(Excerpts from a pointing dataset)
•••••
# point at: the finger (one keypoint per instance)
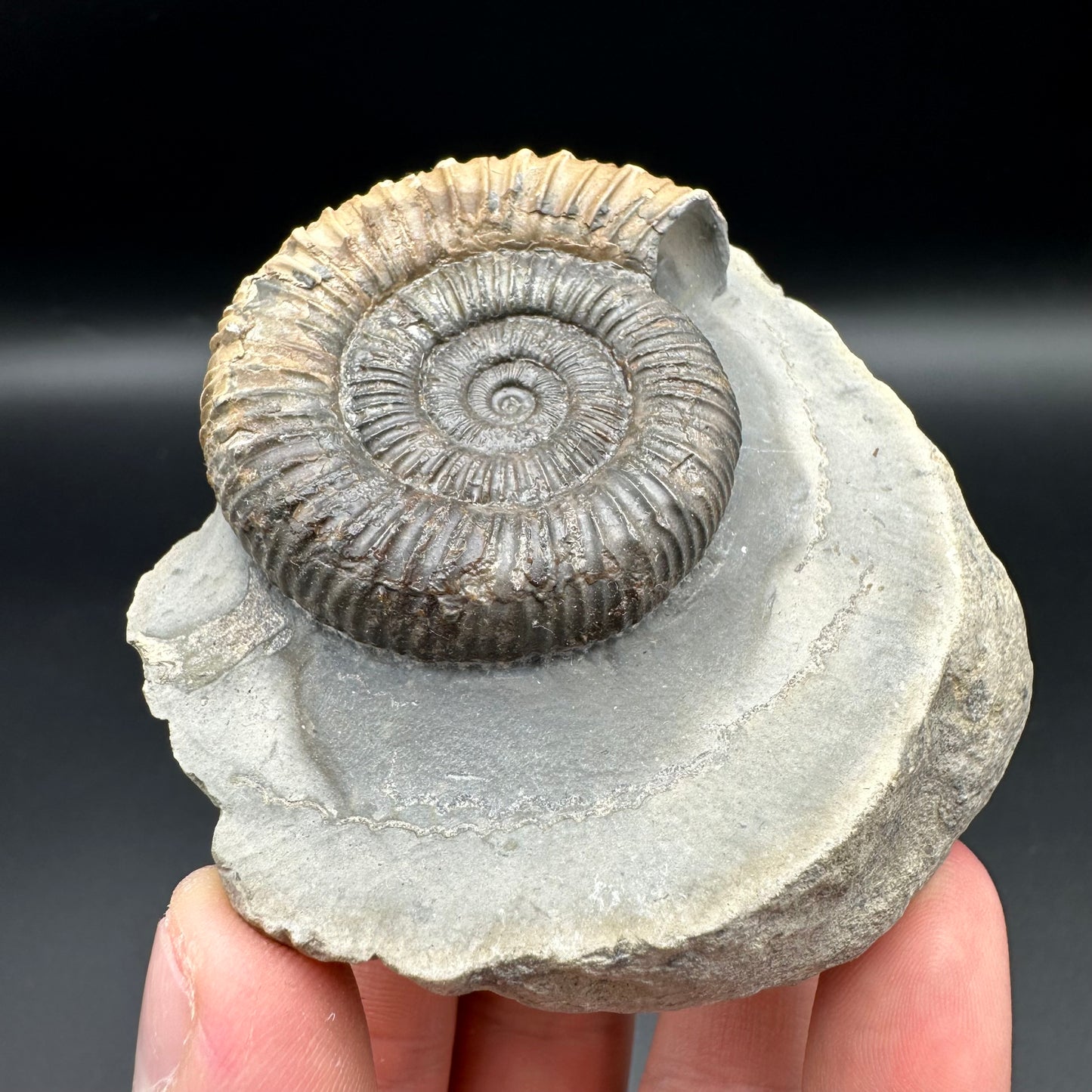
(412, 1030)
(228, 1010)
(927, 1007)
(748, 1044)
(501, 1045)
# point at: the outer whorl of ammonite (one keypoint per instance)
(454, 419)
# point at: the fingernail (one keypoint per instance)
(166, 1017)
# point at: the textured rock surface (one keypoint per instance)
(741, 790)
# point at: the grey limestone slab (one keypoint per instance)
(743, 790)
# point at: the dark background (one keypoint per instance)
(918, 177)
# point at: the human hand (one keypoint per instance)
(925, 1009)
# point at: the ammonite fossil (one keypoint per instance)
(456, 419)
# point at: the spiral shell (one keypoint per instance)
(454, 419)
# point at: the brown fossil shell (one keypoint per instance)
(454, 419)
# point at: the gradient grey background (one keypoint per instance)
(920, 183)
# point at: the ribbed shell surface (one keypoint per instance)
(453, 419)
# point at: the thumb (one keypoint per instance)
(226, 1009)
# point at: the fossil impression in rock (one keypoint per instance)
(454, 419)
(480, 416)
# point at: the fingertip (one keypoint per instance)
(927, 1006)
(262, 1015)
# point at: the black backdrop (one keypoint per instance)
(917, 176)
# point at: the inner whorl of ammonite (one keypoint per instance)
(506, 452)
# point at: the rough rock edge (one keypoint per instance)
(982, 700)
(983, 696)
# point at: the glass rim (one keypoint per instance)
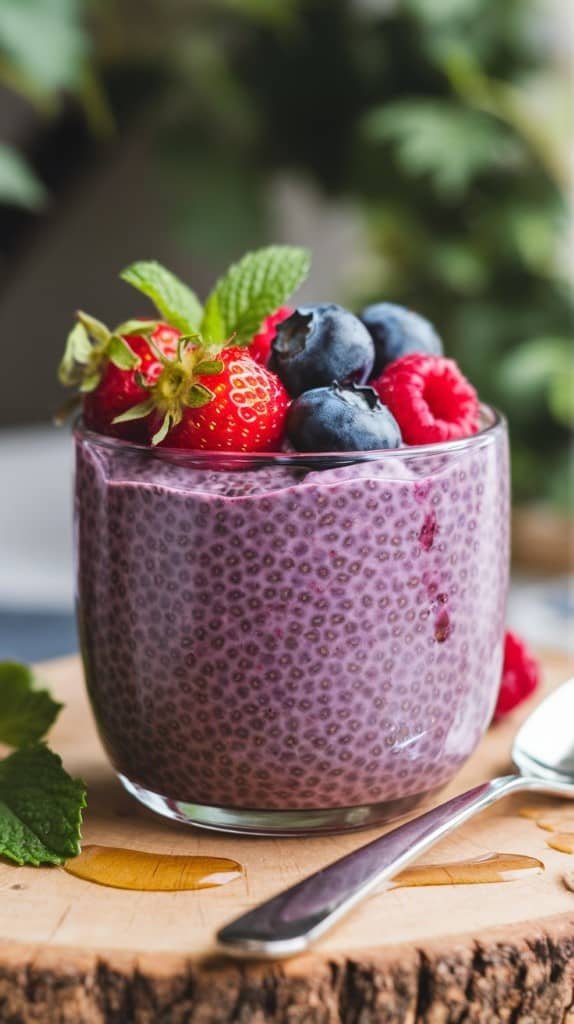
(495, 424)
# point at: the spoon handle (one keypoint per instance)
(289, 923)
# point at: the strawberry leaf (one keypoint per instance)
(177, 303)
(77, 353)
(197, 395)
(95, 328)
(251, 290)
(207, 367)
(136, 412)
(120, 353)
(164, 430)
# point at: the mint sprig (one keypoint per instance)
(40, 808)
(40, 804)
(174, 300)
(26, 712)
(251, 290)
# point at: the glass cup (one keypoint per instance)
•••••
§ **STATED EXERCISE**
Lay out every line of the records above as a numbered list, skipping any blank lines and leaving the pictures out.

§ **SOLUTION TO THIS PROBLEM**
1. # point at: the finger (one keypoint per instance)
2. (412, 1030)
3. (228, 1010)
4. (927, 1007)
5. (748, 1044)
6. (501, 1045)
7. # point at: the outer whorl of ammonite (one keypoint per instance)
8. (454, 419)
9. # point at: the fingernail (one keypoint per instance)
10. (166, 1017)
11. # point at: the textured rock surface (one keypoint per instance)
12. (741, 790)
13. # point at: the grey limestone slab (one keypoint per instance)
14. (743, 790)
15. # point at: the dark background (one keypoint per instance)
16. (918, 177)
17. # point at: the human hand (one keypoint per instance)
18. (925, 1009)
19. # point at: the ammonite fossil (one keypoint per instance)
20. (456, 419)
21. # point at: the spiral shell (one keypoint per instance)
22. (454, 419)
23. # point at: the brown fossil shell (one keypoint per instance)
24. (454, 419)
25. # point at: the gradient grey background (one keypoint per instance)
26. (920, 183)
27. # point at: the ribbed shell surface (one keypoint per instance)
28. (453, 419)
29. # point at: the thumb (one keypoint per instance)
30. (226, 1009)
31. # point at: the fossil impression in rock (one keypoint per instance)
32. (454, 419)
33. (480, 416)
34. # point at: the fingertip (one keypoint per instance)
35. (927, 1006)
36. (262, 1015)
37. # point at: the black backdrop (one keypoint per instance)
38. (917, 176)
39. # point at: the inner whorl of ammonite (one keypoint per instance)
40. (506, 452)
41. # point at: the rough rock edge (one keypoint per instance)
42. (982, 700)
43. (983, 696)
44. # point at: the glass rim (one keypoint per instance)
45. (495, 424)
46. # point at: the spoon handle (one keypoint per instance)
47. (289, 923)
48. # point at: the strawberry leaf (one keypoint per instance)
49. (177, 303)
50. (77, 353)
51. (197, 395)
52. (95, 328)
53. (251, 290)
54. (207, 367)
55. (136, 412)
56. (120, 353)
57. (164, 430)
58. # point at: the mint sprig (one keypoint per instance)
59. (40, 808)
60. (40, 804)
61. (174, 300)
62. (26, 712)
63. (251, 290)
64. # point at: the glass cup (one keypoint per instance)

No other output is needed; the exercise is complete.